* _Document passage_
- - -

SECURITIES AND EXCHANGE COMMISSION

Washington, D.C. 20549

 

FORM 8-K

 

CURRENT REPORT

Pursuant to Section 13 or 15(d) of the Securities Exchange Act of 1934

 

Date of Report (Date of earliest event reported): February 6, 2023

 

SKYX PLATFORMS CORP.

(Exact name of Registrant as Specified in its Charter)

 

Florida   001-41276   46-3645414

(State or other jurisdiction

of incorporation)

 

(Commission

File Number)

 

(IRS Employer

Identification No.)

 

2855 W. McNab Road

Pompano Beach, Florida 33069

(Address of principal executive offices, including zip code)

 

Registrant’s telephone number, including area code: (855) 759-7584

 

Not Applicable

(Former Name or Former Address, if Changed Since Last Report)

 

Check the appropriate box below if the Form 8-K filing is intended to simultaneously satisfy the filing obligation of the registrant under any of the following provisions:

 

Written communications pursuant to Rule 425 under the Securities Act (17 CFR 230.425)
   
Soliciting material pursuant to Rule 14a-12 under the Exchange Act (17 CFR 240.14a-12)
   
Pre-commencement communications pursuant to Rule 14d-2(b) under the Exchange Act (17 CFR 240.14d-2(b))
   
Pre-commencement communications pursuant to Rule 13e-4(c) under the Exchange Act (17 CFR 240.13e-4(c))

- - -

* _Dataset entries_
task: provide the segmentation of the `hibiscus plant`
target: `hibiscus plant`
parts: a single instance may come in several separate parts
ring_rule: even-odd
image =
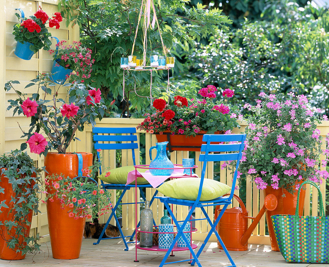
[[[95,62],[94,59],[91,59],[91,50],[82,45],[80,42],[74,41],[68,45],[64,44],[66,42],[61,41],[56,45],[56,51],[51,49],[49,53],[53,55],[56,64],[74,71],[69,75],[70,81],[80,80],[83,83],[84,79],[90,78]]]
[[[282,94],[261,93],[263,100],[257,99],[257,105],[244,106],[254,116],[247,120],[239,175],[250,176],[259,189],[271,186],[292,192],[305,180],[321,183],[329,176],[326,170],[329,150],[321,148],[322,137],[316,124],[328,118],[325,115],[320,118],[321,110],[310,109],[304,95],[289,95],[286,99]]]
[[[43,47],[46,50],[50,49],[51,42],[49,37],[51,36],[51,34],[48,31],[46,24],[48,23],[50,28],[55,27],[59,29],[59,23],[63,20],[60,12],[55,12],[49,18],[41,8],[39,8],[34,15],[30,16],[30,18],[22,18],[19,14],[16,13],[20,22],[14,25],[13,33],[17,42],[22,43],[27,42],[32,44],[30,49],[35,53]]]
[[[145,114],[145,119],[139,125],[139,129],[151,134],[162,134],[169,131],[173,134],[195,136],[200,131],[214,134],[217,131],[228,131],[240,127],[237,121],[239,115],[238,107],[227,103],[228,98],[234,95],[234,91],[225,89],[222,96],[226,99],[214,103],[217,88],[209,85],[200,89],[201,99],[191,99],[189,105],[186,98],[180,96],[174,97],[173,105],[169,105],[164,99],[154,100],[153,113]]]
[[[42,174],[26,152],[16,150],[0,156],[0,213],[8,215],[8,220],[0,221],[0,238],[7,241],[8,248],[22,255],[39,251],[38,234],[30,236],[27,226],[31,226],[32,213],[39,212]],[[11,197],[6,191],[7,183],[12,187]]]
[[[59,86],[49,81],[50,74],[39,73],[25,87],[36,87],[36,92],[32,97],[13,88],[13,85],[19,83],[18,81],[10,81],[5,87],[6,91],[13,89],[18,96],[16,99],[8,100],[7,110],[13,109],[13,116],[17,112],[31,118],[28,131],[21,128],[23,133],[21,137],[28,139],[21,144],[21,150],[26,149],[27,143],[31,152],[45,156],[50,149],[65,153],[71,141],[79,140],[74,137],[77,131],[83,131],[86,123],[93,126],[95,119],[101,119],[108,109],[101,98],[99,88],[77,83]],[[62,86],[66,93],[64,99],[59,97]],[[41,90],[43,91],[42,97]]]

- - -

* _Written problem_
Please give the street address of the principal executive offices listed on the 8-K cover page. The data comes from a separate source with no link to the 8-K cover page.

* _Written answer_
2855 W. McNab Road, Pompano Beach, Florida 33069